# How do you integrate int(x+1)/((2x-4)(x+3)(x-7)) using partial fractions?

May 27, 2016

I got $- \frac{3}{50} \ln | x - 2 | - \frac{1}{50} \ln | x + 3 | + \frac{2}{25} \ln | x - 7 | + C$.

Using partial fractions, in general we have:

$\int \frac{x + 1}{\left(2 x - 4\right) \left(x + 3\right) \left(x - 7\right)} \mathrm{dx}$

$= \int \frac{A}{2 x - 4} + \frac{B}{x + 3} + \frac{C}{x - 7} \mathrm{dx}$

where any linear term in the denominator (that is, it is written as $A x + B$) corresponds with the integrals $\int \frac{A}{B x + C} \mathrm{dx}$, $\int \frac{D}{E x + F} \mathrm{dx}$, etc.

Let's ignore the integral symbols for now and focus on simplifying this via common denominators.

Directions for this task:
Resume the partial-fractions integration walkthrough right after its last sentence, carrying the work forward in the same style.

Data shown:
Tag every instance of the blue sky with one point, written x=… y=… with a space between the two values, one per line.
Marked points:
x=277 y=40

Exercise output:
$\frac{A}{2 x - 4} + \frac{B}{x + 3} + \frac{C}{x - 7}$

$= \frac{A \left(x + 3\right)}{\left(2 x - 4\right) \left(x + 3\right)} + \frac{B \left(x - 7\right)}{\left(x + 3\right) \left(x - 7\right)} + \frac{C \left(x + 3\right)}{\left(x + 3\right) \left(x - 7\right)}$

$= \frac{A \left(x + 3\right) \left(x - 7\right)}{\left(x + 3\right) \left(x - 7\right) \left(2 x - 4\right)} + \frac{B \left(x - 7\right) \left(2 x - 4\right)}{\left(x + 3\right) \left(x - 7\right) \left(2 x - 4\right)} + \frac{C \left(2 x - 4\right) \left(x + 3\right)}{\left(x + 3\right) \left(x - 7\right) \left(2 x - 4\right)}$

Now we can combine these fractions together...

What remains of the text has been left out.